# GIVEN PASSAGE
══════════

Things will fail. Anything that can go wrong will go wrong - and usually at the point where we most need it not to. It's as if human life is organised to be blockbuster-ready.
But even giving our leaders the benefit of the doubt and knowing that every waking hour will have been dedicated to making lives better, the "lessons learned" message still falls at the first hurdle. Rarely, are the words "we've learned lessons" followed by the equally important "and this is how your lives will be better/safer/more secure" in the future. That's usually missing.
Time spent in the post-disaster classroom is of little value to those whose lives have been blighted through inaction or inappropriate action. It is of no comfort to those whose relatives and friends have died to know that those who might have suffered similar fates may not now.
Would it not be more reassuring to hear how every organisation is learning from other organisations' crises? As someone once noted, you've got to learn from other people's mistakes since there isn't time to learn from your own. And where you are forced to draw on your own experiences, it's sadly because something that has happened might have been avoided.
So when the next disaster occurs and there is a review, let's hear not just how they've learned lessons but also how it could have been so much worse had they not already taken on board all of the lessons from other similar problems over the past decade.
Let's see the evidence of anticipation and genuine improvements made without failure. Maybe then, it will sound like a genuine attempt to make things better - rather than just another line.

══════════

# EXTRACTED INFORMATION
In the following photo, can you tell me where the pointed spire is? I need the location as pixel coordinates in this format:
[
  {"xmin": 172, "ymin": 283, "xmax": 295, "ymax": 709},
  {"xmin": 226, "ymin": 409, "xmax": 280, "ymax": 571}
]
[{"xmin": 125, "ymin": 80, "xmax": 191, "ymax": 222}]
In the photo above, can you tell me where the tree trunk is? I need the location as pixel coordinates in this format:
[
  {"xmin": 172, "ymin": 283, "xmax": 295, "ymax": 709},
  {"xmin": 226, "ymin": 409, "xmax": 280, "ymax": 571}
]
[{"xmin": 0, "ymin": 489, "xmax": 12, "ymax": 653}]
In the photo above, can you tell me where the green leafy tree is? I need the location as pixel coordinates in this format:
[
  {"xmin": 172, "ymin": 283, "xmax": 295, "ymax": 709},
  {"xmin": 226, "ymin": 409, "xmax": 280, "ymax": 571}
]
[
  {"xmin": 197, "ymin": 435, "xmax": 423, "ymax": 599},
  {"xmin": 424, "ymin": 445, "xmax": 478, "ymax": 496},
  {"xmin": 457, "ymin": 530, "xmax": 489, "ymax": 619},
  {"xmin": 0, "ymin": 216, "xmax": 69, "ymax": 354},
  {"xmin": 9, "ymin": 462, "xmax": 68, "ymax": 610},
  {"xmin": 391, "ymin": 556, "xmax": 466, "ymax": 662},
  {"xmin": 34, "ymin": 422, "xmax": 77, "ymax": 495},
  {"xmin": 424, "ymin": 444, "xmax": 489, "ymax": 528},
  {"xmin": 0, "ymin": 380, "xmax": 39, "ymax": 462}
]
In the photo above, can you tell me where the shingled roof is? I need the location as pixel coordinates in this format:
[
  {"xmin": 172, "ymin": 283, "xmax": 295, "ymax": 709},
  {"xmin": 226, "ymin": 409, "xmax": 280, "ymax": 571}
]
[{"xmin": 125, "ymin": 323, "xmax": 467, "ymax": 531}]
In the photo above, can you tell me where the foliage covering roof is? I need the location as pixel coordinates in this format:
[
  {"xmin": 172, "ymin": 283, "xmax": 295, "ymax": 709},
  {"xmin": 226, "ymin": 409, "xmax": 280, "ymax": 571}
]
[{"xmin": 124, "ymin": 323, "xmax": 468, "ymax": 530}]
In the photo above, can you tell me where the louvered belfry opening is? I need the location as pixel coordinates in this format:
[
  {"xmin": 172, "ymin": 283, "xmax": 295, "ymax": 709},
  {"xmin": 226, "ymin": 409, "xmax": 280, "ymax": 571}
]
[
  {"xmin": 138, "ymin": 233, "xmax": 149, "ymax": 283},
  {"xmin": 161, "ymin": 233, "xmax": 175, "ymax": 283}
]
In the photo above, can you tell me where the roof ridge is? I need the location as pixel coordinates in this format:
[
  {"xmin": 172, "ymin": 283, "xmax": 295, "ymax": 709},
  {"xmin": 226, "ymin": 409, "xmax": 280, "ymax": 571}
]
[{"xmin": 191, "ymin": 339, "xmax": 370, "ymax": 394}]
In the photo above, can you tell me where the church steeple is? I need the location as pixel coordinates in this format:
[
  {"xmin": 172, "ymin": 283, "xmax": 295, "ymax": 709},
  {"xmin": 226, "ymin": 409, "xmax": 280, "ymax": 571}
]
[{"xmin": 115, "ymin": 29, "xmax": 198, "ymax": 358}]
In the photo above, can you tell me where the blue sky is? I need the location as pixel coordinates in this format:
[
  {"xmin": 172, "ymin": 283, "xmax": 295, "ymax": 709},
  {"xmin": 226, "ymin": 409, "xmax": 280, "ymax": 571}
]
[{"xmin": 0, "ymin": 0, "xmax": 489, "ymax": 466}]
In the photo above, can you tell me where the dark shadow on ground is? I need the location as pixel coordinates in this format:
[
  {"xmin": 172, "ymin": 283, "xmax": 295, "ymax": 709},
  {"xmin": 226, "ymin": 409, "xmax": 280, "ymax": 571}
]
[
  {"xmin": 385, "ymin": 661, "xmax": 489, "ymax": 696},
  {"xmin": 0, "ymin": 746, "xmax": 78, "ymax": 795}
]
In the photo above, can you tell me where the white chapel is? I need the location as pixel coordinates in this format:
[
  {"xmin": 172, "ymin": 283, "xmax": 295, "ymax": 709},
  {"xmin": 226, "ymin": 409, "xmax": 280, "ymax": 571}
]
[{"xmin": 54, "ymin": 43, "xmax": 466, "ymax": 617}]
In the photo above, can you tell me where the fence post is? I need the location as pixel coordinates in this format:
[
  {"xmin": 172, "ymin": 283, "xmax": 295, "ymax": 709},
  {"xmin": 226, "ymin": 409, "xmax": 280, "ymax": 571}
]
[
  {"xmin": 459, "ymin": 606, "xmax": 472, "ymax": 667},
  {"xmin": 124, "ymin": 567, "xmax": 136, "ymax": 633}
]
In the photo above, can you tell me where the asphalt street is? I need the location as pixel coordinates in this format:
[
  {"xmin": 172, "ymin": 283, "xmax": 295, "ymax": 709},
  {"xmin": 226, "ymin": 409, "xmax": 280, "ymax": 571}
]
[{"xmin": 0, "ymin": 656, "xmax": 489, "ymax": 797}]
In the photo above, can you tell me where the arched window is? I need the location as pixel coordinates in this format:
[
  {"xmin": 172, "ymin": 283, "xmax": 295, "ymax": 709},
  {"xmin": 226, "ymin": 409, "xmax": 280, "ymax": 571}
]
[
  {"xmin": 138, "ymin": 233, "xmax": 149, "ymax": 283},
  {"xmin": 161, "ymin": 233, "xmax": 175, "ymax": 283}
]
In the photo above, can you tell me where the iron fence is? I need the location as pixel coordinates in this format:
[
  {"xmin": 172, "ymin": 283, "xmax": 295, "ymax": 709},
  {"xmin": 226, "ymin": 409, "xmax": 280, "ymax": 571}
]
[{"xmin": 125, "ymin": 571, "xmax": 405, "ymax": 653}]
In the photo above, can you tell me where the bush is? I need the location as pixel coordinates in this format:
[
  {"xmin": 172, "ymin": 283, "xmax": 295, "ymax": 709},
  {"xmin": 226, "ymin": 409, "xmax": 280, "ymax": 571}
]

══════════

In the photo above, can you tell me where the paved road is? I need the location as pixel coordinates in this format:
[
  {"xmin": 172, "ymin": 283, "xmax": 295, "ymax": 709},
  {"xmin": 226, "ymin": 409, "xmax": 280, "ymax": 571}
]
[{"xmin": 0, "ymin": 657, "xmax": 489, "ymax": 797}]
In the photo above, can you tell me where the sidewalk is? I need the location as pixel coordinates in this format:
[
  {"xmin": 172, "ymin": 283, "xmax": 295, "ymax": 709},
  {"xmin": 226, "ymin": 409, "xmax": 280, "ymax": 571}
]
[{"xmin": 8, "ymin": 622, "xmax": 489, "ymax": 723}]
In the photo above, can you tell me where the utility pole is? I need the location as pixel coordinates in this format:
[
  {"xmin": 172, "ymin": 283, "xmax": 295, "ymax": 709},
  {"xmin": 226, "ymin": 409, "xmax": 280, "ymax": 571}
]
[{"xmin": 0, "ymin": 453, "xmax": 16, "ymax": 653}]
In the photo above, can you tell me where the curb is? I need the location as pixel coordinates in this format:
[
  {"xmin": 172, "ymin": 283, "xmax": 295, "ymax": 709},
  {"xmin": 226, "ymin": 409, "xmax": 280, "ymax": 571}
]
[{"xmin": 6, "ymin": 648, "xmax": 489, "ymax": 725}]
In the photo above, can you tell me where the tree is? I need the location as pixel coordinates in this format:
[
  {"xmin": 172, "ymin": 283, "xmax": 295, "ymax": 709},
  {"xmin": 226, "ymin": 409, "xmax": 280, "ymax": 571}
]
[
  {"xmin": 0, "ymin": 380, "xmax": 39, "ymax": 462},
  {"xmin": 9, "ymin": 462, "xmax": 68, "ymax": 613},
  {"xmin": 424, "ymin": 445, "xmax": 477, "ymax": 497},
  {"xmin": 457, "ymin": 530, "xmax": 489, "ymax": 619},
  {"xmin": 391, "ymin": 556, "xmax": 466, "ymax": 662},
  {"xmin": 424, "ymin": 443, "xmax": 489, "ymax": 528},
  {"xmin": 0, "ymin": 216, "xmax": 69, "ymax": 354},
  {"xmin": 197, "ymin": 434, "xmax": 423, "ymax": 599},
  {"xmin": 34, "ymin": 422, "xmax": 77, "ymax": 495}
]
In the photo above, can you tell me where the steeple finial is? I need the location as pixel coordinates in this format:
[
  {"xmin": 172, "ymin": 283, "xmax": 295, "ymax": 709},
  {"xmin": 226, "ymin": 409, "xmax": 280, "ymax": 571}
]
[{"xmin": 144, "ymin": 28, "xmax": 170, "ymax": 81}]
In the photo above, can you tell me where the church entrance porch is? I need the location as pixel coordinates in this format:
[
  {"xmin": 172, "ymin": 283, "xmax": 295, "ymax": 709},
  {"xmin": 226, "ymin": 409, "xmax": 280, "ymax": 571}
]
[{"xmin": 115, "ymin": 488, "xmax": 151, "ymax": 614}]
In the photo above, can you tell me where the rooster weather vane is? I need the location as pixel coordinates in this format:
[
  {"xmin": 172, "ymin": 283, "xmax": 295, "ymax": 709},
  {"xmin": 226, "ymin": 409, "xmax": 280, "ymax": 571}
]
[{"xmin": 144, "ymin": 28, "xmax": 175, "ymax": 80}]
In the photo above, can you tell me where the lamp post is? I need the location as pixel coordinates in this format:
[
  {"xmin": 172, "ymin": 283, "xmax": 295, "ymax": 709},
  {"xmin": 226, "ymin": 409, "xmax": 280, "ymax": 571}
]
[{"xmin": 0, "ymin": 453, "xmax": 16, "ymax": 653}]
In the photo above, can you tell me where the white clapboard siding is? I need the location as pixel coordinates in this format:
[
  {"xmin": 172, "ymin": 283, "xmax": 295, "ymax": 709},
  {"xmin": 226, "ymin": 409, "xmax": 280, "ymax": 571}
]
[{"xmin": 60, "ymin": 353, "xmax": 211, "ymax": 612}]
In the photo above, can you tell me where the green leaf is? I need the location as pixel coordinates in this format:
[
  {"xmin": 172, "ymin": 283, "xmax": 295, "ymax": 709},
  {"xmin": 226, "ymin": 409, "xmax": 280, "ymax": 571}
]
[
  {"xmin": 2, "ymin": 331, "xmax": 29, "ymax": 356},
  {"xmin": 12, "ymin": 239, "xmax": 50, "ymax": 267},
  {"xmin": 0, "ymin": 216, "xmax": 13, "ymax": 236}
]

══════════

# WRITTEN PROBLEM
Reproduce the piece on learning lessons from disasters from "Time spent in" to "the past decade.", renaming "review" as "inquiry". Work from the piece on learning lessons from disasters alone.

# WRITTEN SOLUTION
Time spent in the post-disaster classroom is of little value to those whose lives have been blighted through inaction or inappropriate action. It is of no comfort to those whose relatives and friends have died to know that those who might have suffered similar fates may not now.
Would it not be more reassuring to hear how every organisation is learning from other organisations' crises? As someone once noted, you've got to learn from other people's mistakes since there isn't time to learn from your own. And where you are forced to draw on your own experiences, it's sadly because something that has happened might have been avoided.
So when the next disaster occurs and there is a inquiry, let's hear not just how they've learned lessons but also how it could have been so much worse had they not already taken on board all of the lessons from other similar problems over the past decade.